- [Work item]
From the entries below, copy exactly the lines from the one that contains "# drop a dot on each instance of the brown iris;" through the one that contains "# Target: dog's nose bridge", both included, and only those.

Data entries
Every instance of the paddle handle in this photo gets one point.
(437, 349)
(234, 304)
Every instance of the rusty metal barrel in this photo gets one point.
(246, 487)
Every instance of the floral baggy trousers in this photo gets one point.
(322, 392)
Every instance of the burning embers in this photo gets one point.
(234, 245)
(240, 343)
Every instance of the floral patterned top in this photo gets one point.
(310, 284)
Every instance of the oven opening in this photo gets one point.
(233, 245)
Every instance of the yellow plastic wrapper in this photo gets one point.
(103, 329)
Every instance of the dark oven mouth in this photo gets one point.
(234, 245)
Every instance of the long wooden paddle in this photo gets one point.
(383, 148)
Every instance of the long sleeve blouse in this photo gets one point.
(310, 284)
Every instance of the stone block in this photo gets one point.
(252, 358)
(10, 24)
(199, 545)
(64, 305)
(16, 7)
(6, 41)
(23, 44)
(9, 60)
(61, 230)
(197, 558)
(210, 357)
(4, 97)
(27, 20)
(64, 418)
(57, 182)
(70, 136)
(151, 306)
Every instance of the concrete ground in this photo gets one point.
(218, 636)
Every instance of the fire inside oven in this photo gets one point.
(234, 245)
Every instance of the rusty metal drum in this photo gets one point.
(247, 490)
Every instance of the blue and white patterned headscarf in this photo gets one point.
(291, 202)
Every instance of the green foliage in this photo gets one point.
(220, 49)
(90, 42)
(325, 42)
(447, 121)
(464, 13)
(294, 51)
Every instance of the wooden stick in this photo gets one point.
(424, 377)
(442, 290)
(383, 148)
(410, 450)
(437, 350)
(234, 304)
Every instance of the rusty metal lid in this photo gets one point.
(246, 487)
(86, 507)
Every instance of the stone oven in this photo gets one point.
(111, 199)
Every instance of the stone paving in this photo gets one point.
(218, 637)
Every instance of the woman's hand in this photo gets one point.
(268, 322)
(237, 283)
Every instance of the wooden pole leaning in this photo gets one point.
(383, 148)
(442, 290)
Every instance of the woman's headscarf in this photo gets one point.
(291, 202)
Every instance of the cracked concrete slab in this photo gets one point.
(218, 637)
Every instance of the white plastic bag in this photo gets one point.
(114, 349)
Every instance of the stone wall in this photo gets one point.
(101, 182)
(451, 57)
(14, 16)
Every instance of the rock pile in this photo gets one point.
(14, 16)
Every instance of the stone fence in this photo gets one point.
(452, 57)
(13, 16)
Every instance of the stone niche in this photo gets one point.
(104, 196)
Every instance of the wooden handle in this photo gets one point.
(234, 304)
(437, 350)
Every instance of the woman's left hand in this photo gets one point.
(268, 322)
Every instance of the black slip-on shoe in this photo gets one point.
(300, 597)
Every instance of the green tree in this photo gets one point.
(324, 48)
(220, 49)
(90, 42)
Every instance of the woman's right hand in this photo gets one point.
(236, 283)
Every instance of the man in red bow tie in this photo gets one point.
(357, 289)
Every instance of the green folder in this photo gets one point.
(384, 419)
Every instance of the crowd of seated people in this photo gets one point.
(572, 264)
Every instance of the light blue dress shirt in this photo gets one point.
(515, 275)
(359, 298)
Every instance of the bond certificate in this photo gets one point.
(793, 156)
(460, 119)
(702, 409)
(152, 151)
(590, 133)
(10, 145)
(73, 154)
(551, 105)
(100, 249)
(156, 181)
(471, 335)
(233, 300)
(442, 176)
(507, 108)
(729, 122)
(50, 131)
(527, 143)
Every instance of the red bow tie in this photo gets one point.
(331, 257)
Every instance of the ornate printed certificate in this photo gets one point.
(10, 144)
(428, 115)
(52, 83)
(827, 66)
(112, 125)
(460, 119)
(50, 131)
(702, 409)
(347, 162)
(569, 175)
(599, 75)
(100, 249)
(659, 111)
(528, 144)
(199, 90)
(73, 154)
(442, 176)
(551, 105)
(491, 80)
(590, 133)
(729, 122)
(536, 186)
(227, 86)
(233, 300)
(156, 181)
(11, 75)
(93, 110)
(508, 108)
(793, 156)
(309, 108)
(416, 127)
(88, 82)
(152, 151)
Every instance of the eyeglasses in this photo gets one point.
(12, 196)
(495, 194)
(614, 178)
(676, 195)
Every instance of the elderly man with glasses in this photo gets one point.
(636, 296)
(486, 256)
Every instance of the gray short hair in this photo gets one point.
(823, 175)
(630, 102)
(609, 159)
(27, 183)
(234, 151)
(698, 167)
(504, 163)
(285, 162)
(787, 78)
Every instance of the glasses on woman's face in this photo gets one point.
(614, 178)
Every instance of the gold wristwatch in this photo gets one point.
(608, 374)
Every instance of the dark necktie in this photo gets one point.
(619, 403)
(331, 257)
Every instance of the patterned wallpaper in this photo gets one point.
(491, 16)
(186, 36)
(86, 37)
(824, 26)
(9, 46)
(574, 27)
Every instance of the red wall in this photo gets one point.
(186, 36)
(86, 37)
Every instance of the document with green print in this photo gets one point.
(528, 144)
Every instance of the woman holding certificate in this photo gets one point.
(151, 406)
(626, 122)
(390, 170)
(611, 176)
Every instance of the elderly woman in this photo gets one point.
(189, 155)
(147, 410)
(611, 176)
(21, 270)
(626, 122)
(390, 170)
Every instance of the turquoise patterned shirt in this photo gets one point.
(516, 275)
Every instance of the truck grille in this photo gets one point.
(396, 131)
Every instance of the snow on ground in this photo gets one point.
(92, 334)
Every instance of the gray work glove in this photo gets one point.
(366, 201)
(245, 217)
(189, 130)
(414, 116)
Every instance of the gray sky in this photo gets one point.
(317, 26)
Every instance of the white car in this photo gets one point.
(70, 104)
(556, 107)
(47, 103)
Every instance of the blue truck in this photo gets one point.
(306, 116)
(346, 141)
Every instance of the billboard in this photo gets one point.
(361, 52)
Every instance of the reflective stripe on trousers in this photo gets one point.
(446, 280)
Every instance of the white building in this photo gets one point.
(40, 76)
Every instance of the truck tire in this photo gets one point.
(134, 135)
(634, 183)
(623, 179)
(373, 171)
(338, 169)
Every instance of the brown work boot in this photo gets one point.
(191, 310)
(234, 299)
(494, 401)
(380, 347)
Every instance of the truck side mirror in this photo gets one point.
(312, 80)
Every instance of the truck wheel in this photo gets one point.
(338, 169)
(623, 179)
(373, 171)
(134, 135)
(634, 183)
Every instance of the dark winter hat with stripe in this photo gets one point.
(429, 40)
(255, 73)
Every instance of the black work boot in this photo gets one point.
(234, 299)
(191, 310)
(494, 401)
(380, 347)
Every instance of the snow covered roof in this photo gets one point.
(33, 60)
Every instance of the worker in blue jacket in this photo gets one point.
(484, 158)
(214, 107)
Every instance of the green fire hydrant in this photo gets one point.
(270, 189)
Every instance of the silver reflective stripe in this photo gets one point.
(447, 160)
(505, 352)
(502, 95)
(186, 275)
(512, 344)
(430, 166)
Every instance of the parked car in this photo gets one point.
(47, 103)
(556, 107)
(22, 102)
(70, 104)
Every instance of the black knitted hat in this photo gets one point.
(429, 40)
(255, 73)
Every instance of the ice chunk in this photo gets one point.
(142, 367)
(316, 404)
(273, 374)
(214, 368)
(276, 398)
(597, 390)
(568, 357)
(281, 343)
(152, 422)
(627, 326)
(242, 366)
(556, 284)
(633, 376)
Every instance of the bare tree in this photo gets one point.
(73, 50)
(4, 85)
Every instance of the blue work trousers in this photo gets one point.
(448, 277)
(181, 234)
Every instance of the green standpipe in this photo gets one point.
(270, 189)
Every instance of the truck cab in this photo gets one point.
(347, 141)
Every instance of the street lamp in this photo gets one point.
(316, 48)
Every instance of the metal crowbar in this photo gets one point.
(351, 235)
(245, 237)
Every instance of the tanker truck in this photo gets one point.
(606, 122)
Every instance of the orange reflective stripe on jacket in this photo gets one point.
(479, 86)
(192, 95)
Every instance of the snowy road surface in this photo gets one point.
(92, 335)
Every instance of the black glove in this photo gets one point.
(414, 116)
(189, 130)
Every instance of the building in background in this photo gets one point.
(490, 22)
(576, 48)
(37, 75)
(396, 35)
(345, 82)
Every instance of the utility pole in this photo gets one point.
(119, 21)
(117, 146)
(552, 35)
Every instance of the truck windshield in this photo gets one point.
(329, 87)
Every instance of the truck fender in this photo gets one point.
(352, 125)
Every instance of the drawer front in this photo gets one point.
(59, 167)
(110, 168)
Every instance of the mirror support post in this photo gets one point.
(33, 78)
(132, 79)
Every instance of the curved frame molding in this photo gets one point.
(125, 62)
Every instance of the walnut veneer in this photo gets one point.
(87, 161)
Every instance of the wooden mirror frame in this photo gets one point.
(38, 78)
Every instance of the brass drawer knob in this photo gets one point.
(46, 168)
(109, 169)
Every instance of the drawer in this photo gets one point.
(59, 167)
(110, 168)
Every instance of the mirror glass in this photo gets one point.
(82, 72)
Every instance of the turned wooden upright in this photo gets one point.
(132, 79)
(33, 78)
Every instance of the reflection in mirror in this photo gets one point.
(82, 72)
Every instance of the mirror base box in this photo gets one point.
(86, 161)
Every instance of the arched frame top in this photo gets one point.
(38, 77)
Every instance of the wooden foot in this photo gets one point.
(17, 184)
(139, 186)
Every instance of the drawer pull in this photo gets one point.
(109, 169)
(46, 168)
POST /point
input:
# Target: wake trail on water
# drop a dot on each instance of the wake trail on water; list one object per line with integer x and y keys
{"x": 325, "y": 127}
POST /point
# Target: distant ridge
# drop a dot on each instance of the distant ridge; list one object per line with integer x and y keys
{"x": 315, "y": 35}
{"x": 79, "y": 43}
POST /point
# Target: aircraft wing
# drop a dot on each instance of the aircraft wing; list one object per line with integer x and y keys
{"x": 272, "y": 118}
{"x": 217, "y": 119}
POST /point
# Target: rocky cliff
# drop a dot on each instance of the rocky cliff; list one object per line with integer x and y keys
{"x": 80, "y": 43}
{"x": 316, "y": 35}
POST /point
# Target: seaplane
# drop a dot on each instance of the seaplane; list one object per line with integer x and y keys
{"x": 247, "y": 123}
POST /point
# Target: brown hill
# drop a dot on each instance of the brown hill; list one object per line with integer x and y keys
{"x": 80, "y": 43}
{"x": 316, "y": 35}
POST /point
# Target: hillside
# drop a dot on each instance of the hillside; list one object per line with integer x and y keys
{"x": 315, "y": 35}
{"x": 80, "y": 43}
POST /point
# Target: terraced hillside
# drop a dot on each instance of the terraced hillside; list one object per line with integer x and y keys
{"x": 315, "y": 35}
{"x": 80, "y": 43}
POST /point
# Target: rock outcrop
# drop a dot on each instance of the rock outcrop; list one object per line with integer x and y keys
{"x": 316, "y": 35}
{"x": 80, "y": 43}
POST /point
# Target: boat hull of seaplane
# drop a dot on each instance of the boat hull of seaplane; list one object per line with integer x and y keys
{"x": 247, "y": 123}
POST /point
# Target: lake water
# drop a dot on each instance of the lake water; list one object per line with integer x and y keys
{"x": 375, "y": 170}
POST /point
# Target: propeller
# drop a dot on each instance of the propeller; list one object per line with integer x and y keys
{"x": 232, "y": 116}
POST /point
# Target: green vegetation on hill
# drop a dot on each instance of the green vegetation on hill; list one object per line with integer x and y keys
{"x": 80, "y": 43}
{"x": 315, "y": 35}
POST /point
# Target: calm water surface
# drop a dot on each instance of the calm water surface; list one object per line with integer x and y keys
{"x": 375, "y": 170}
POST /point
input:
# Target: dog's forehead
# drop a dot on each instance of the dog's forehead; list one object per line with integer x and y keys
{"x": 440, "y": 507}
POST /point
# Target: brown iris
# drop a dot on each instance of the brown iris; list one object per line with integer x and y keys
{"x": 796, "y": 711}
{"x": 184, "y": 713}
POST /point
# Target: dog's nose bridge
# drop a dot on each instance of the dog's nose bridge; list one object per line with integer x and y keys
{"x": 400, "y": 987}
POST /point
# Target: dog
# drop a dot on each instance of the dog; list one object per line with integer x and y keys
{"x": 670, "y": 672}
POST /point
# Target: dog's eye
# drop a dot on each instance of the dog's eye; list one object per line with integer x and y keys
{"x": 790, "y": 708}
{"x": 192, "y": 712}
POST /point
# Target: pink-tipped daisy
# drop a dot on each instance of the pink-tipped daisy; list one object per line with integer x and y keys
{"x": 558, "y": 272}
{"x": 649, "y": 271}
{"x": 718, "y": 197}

- [Solution below]
# drop a dot on each instance of the brown iris; list one object per line with integer x and y keys
{"x": 796, "y": 711}
{"x": 184, "y": 713}
POST /point
# Target: dog's nose bridge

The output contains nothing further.